Exercise text Block Start

Technological Resources. "Large agencies have the wherewithal to invest in proprietary tools," says Weber Shandwick's Gavin. Weber Shandwick uses Weber Works, a client
management tool that allows various teams working on major client projects to collaborate and manage the many aspects of that client's program. Larger agencies can also invest
more in research and measurement tools, some of the key resources in today's market.

"We are able to build proprietary databases," says Ketchum CEO Dave Drobis. "The amount we spend on knowledge sharing systems to make sure our people in Beijing are as up to
speed on things as our people in New York and San Francisco" far exceeds what smaller agencies can afford to spend, he says.

Investment in Talent. Employees of large firms are often exposed to more formal PR education and professional development initiatives than employees at small firms. "Our
talent has the advantage of significant training programs," says Gavin.

Exercise text Block End

Task list ▸
1. Decide whether each statement agrees with the passage on large agencies, and answer yes or no with the deciding words quoted: (a) Weber Shandwick uses Weber Works as a client management tool. (b) Dave Drobis is the CEO of Weber Shandwick. (c) Employees at small firms often get more formal PR education than employees at large firms.
2. In one to three sentences, explain what Ketchum's spending on knowledge sharing systems is meant to achieve, according to the passage on large agencies.

Supplied records Block Start

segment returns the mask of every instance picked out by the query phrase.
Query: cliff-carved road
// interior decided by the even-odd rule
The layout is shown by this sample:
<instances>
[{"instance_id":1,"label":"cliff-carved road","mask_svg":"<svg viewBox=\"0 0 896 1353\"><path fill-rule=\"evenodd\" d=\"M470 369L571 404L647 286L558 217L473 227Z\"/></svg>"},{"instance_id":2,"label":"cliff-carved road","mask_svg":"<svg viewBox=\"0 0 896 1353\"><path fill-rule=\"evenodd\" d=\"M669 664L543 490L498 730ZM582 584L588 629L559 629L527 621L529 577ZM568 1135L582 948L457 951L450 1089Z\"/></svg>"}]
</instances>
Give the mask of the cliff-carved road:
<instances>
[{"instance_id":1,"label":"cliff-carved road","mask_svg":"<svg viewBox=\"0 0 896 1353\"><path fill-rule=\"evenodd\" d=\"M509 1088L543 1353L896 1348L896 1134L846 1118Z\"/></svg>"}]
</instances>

Supplied records Block End

Answer set ▸
1.
(a) Yes: "Weber Shandwick uses Weber Works, a client management tool."
(b) No: "Ketchum CEO Dave Drobis."
(c) No: "Employees of large firms are often exposed to more formal PR education and professional development initiatives than employees at small firms."

2. The spending is meant to keep Ketchum's people in Beijing as up to speed on things as its people in New York and San Francisco. Dave Drobis says this amount far exceeds what smaller agencies can afford to spend.